→ THINGS TO DO
1. Duplicate the part of the passage on Ampère's circuital law below, taking everything from "Ampère’s law: The" down to "the magnetic field.".
2. Using the passage on Ampère's circuital law below, decide whether each statement agrees with it. Answer yes or no for each, and quote the words from the passage that decide it.
(a) The law is used to find the magnetic field at a point when the problem has symmetry.
(b) The line integral depends on the shape of the path.
(c) For the infinitely long wire, the angle between the magnetic field vector and the line element is ninety degrees.
3. According to the passage on Ampère's circuital law below, which law from electrostatics is Ampère's circuital law similar to?

Start of SELECTION

AMPÈRE’S CIRCUITAL LAW

Ampère’s circuital law is used to calculate magnetic field at a point whenever there is a symmetry in the problem. This is similar to Gauss’s law in electrostatics.

Ampère’s circuital law

Ampère’s law: The line integral of magnetic field over a closed loop is μ0 times net current enclosed by the loop.

\(\oint_{C} \vec{B} \cdot \overrightarrow{d l}=\mu_{o} I_{\text {enclosed }}\)

where Ienclosed is the net current linked by the closed loop C. Note that the line integral does not depend on the shape of the path or the position of the conductor with the magnetic field.

Magnetic field due to the current carrying wire of infinite length using Ampère’s law

Consider a straight conductor of infinite length carrying current I and the direction of magnetic field lines is shown in Figure 3.37. Since the wire is geometrically cylindrical in shape and symmetrical about its axis, we construct an Ampèrian loop in the form of a circular shape at a distance r from the centre of the conductor as shown in Figure 3.37. From the Ampère’s law, we get

\( \oint_{C} \vec{B} \cdot d \vec{l}=\mu_{0} I \)

where \(d \vec{l}\) is the line element along the Amperian loop (tangent to the circular loop). Hence, the angle between magnetic field vector and line element is zero. Therefore

\( \oint_{C} B d l=\mu_{0} I \)

where I is the current enclosed by the Ampèrian loop. Due to the symmetry, the magnitude of the magnetic field is uniform over the Ampèrian loop. Hence

\( B \oint_{C} d l=\mu_{o} I \)

End of SELECTION
Start of EXTRACTED DATA

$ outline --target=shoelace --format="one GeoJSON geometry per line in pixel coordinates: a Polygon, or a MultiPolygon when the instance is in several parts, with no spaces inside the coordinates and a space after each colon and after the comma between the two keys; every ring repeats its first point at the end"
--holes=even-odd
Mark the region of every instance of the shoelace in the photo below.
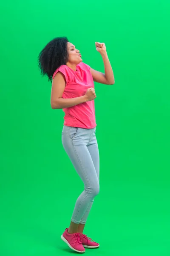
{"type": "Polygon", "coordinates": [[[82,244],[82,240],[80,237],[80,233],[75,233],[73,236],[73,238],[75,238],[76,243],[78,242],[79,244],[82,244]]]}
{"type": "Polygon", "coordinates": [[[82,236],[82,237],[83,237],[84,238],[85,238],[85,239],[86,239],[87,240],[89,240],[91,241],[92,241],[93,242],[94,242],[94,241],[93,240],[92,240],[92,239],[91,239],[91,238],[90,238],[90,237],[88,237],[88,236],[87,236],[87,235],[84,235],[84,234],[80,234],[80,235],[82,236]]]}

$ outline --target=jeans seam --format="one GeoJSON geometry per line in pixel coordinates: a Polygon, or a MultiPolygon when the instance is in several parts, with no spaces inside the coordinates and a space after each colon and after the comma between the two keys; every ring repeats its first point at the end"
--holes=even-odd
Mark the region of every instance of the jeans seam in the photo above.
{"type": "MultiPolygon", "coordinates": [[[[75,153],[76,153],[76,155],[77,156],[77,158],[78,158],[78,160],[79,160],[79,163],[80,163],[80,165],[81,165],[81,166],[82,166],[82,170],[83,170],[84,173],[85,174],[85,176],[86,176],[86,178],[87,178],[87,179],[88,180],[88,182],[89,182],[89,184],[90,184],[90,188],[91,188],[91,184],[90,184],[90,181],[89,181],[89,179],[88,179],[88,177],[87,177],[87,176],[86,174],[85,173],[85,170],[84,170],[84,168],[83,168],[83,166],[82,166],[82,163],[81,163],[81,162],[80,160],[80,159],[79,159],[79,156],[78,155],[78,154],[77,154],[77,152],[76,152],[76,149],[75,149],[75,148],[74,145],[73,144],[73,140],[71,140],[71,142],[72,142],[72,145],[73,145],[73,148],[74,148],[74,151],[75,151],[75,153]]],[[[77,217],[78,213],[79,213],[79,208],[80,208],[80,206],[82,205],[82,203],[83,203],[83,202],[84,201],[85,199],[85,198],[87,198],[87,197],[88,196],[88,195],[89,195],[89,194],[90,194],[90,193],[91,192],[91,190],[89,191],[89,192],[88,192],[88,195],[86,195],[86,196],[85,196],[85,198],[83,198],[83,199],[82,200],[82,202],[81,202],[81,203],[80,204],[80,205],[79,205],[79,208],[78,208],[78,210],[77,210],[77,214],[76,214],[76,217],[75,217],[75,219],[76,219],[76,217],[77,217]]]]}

End of EXTRACTED DATA
Start of EXTRACTED DATA

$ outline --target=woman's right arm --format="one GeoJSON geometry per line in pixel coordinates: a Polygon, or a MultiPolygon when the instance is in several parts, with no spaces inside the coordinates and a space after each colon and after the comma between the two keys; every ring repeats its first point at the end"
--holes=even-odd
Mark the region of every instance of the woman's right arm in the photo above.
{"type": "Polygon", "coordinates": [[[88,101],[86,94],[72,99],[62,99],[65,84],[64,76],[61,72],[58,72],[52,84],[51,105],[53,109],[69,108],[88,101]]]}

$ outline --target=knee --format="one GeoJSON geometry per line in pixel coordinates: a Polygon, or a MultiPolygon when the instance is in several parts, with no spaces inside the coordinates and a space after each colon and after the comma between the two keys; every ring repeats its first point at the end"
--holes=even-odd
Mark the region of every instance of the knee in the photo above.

End of EXTRACTED DATA

→ ANSWER LIST
1.
Ampère’s law: The line integral of magnetic field over a closed loop is μ0 times net current enclosed by the loop.

\(\oint_{C} \vec{B} \cdot \overrightarrow{d l}=\mu_{o} I_{\text {enclosed }}\)

where Ienclosed is the net current linked by the closed loop C. Note that the line integral does not depend on the shape of the path or the position of the conductor with the magnetic field.

2.
(a) Yes: "Ampère’s circuital law is used to calculate magnetic field at a point whenever there is a symmetry in the problem."
(b) No: "the line integral does not depend on the shape of the path or the position of the conductor with the magnetic field."
(c) No: "Hence, the angle between magnetic field vector and line element is zero."

3. It is similar to Gauss's law in electrostatics.